Copy out every line in the records below that contains the word "flooded".

● ● ● ● ● ● ●

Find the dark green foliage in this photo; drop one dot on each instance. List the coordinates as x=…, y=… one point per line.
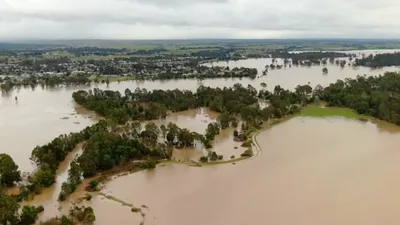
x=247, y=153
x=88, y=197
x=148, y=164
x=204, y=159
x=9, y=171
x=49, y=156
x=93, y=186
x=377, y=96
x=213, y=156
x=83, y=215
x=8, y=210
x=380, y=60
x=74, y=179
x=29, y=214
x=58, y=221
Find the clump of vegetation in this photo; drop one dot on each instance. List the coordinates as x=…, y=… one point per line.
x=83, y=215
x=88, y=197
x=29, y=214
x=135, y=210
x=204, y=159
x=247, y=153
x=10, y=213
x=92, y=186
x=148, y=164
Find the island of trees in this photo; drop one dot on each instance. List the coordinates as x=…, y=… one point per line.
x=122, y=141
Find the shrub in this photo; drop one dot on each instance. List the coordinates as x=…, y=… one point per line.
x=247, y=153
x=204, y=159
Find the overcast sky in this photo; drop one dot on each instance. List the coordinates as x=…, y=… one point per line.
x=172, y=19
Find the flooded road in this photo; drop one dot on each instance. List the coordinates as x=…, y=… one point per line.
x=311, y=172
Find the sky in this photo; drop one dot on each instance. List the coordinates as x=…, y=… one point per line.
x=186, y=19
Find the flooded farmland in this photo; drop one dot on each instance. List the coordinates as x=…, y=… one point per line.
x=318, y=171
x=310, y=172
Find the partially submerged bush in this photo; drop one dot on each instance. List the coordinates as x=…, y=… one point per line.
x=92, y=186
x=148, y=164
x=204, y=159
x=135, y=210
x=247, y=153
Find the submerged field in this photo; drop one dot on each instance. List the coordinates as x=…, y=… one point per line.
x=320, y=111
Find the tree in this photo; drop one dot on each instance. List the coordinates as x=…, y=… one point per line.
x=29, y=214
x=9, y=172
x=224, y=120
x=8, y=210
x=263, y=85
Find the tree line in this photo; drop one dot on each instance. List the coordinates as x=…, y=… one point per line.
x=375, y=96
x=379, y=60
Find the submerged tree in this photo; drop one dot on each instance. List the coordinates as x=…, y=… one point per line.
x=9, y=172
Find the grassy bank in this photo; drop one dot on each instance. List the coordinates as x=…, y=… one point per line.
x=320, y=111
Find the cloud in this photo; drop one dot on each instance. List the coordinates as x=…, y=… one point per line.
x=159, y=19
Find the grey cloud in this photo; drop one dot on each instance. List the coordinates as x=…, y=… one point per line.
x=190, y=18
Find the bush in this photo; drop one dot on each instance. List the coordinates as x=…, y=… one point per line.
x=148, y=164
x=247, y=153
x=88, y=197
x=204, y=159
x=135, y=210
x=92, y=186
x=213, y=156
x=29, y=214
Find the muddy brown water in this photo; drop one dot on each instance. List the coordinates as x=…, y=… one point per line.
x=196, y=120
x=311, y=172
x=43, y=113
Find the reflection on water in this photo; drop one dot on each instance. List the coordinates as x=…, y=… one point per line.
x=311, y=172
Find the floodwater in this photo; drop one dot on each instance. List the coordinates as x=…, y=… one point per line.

● ● ● ● ● ● ●

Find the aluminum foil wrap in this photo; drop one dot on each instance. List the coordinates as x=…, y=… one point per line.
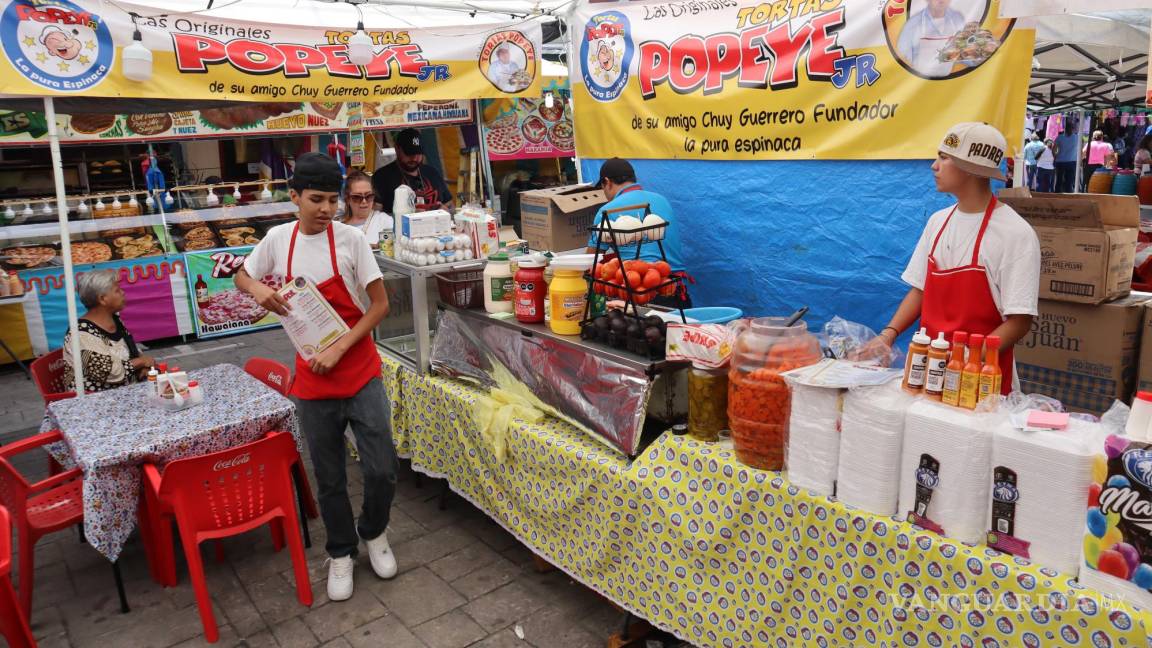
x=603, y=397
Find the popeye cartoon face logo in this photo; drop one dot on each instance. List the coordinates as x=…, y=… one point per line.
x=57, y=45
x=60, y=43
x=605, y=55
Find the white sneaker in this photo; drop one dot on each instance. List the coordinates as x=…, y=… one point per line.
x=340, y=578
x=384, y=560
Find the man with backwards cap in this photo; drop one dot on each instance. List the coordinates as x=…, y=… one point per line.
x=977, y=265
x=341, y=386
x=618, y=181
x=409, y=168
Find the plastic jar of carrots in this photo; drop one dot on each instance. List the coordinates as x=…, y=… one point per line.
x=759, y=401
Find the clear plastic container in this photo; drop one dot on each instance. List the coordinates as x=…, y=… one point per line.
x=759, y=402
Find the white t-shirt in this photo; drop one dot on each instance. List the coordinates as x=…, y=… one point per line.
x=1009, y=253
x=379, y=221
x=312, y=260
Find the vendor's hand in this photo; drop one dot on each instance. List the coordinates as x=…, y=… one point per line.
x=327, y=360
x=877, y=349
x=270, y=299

● ● ● ● ● ● ●

> Task solution:
Find the flooded road in this photo; drop one dot on each instance. List the coordinates as x=…, y=… one point per line.
Find the flooded farmland in this photo; drop one dot on each instance. List the coordinates as x=…, y=… one point per line.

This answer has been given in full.